# Excerpted passage:
One important effect of Thursday's change in the Senate rules: Health and Human Services Secretary Kathleen Sebelius can now be fired.
So can Marilyn Tavenner, director of the Centers for Medicare & Medicaid Services. Or Attorney General Eric Holder. Or Defense Secretary Chuck Hagel. Or Secretary of State John Kerry. Or really any political appointee.
That's not to say any of them will be fired. But the constant use of the filibuster against political appointments made it extraordinarily difficult for the White House to fire anyone because they didn't know whether they'd be able to appoint a replacement -- or, if they could appoint a replacement, who Republicans would actually accept. And the more political controversy there was around an issue the more dangerous a personnel change became.
This became a standard excuse for why no one is losing their job over the HealthCare.gov debacle: Firing any of the appointees in charge would just trigger a disastrous confirmation process that would lead the agency rudderless and chaotic for months -- and possibly for the rest of Obama's term.

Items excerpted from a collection

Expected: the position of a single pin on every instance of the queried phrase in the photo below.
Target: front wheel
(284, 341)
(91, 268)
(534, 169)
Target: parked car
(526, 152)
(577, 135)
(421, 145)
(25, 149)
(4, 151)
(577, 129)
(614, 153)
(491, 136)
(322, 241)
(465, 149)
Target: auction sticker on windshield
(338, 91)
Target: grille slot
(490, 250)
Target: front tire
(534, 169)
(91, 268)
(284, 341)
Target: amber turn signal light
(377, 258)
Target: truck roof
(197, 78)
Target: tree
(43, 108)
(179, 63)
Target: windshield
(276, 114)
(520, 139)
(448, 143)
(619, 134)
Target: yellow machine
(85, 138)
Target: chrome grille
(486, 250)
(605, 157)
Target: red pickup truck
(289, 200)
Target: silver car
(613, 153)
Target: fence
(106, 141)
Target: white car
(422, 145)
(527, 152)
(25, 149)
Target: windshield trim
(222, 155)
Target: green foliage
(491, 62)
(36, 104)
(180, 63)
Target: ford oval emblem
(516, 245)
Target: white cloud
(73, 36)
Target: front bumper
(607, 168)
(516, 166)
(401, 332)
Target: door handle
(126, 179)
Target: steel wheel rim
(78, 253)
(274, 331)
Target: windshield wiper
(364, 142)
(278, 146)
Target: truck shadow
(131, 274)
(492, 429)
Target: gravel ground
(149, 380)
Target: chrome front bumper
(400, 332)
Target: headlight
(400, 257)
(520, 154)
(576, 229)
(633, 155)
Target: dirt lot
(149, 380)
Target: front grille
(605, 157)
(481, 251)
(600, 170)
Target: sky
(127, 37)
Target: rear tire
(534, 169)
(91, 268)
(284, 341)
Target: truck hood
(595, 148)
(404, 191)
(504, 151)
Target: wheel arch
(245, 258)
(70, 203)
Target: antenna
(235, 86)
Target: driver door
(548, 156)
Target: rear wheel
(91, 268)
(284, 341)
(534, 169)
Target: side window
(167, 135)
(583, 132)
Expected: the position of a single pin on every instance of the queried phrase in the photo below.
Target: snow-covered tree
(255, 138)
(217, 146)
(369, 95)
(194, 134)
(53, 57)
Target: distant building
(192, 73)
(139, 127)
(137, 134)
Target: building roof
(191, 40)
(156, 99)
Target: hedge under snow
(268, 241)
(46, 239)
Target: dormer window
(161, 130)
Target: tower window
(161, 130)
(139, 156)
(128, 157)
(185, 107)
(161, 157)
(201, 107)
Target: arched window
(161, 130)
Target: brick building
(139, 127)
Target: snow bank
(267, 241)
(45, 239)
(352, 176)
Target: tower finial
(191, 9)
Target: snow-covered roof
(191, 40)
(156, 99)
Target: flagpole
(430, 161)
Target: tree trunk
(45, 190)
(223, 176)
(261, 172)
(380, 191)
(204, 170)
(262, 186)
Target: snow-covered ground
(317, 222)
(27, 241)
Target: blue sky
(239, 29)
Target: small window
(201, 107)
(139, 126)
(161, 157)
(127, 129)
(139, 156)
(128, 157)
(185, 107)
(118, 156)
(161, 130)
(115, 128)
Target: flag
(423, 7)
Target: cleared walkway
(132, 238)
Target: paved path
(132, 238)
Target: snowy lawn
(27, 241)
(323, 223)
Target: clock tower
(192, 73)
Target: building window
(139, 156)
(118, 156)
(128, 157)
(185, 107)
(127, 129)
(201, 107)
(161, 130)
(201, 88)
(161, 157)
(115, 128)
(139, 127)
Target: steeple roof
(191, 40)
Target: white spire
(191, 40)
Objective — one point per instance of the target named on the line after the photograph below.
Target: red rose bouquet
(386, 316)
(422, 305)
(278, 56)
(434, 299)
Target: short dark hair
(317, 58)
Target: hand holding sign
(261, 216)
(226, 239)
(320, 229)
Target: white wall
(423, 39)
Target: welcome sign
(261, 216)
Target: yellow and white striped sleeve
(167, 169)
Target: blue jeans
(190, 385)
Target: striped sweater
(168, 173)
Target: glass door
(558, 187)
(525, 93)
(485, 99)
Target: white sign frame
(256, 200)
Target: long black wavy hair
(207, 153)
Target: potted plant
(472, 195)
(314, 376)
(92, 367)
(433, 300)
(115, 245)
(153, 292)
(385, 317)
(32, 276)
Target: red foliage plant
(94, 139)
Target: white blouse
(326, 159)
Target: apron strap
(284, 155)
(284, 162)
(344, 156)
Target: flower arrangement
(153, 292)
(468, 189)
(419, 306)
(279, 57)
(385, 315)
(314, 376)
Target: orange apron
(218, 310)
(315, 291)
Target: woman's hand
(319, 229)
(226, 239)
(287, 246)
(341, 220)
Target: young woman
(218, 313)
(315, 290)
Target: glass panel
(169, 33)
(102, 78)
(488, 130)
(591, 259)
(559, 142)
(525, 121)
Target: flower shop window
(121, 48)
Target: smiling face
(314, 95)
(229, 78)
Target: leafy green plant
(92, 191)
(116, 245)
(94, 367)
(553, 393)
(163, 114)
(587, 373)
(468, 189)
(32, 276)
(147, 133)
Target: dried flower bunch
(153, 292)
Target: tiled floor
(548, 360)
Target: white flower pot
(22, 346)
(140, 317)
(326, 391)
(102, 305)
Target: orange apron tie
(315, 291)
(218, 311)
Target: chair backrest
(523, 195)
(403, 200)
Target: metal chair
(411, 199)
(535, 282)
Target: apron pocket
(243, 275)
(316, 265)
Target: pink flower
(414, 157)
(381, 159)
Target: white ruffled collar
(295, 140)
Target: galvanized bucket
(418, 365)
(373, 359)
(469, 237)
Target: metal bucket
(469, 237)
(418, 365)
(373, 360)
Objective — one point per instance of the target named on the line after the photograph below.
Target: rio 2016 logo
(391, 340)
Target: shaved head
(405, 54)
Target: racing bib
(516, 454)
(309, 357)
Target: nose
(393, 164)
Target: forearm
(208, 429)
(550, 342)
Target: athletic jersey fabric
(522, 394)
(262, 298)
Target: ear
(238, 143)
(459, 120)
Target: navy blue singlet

# Aim of the exercise:
Restate the part of the Senate rules passage that opens with the words containing "So can Marilyn" and closes with "personnel change became.", switching "extraordinarily" to "exceptionally". These items stand apart from the Senate rules passage.

# Solution to the exercise:
So can Marilyn Tavenner, director of the Centers for Medicare & Medicaid Services. Or Attorney General Eric Holder. Or Defense Secretary Chuck Hagel. Or Secretary of State John Kerry. Or really any political appointee.
That's not to say any of them will be fired. But the constant use of the filibuster against political appointments made it exceptionally difficult for the White House to fire anyone because they didn't know whether they'd be able to appoint a replacement -- or, if they could appoint a replacement, who Republicans would actually accept. And the more political controversy there was around an issue the more dangerous a personnel change became.